To do
Output the lines from the one containing "Each instance receives exactly one keypoint. Mark the young" through the one containing "Each instance receives exactly one keypoint. Mark the tractor" as a JSON list of strings, one string per line, with blank lines omitted.

# start of Provided data

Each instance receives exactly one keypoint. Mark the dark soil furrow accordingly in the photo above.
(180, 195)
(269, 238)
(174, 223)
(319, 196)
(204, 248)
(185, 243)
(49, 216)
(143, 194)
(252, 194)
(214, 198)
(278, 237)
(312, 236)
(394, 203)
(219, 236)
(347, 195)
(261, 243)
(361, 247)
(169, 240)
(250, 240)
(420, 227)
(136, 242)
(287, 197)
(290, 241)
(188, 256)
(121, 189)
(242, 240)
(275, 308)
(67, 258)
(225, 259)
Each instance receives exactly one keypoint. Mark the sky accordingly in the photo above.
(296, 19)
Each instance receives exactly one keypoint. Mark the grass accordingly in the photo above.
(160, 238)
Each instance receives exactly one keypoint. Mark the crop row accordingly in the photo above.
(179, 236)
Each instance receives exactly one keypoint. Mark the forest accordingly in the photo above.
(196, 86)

# end of Provided data
# start of Provided data

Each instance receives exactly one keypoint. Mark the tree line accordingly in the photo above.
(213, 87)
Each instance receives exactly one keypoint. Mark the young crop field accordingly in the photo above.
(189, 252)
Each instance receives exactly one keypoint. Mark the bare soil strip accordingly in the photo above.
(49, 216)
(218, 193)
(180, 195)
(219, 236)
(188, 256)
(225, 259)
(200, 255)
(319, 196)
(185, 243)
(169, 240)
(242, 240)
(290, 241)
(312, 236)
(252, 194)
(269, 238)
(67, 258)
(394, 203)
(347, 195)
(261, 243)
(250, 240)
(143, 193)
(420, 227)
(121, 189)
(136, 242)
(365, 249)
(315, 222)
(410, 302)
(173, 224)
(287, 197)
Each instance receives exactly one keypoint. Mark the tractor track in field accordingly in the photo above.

# end of Provided data

Response to this task
[
  "Each instance receives exactly one keypoint. Mark the young crop field accordingly in the photo above.",
  "(189, 252)",
  "Each instance receives exactly one keypoint. Mark the bare soil strip accordingly in the photo above.",
  "(49, 216)",
  "(218, 193)",
  "(180, 195)",
  "(219, 236)",
  "(188, 256)",
  "(225, 259)",
  "(200, 255)",
  "(319, 196)",
  "(185, 243)",
  "(169, 240)",
  "(242, 240)",
  "(290, 241)",
  "(312, 236)",
  "(252, 194)",
  "(269, 238)",
  "(67, 258)",
  "(394, 203)",
  "(347, 195)",
  "(261, 243)",
  "(250, 240)",
  "(143, 193)",
  "(420, 227)",
  "(121, 189)",
  "(136, 242)",
  "(365, 249)",
  "(315, 222)",
  "(410, 302)",
  "(173, 224)",
  "(287, 197)",
  "Each instance receives exactly one keypoint. Mark the tractor track in field accordingly in the photo above."
]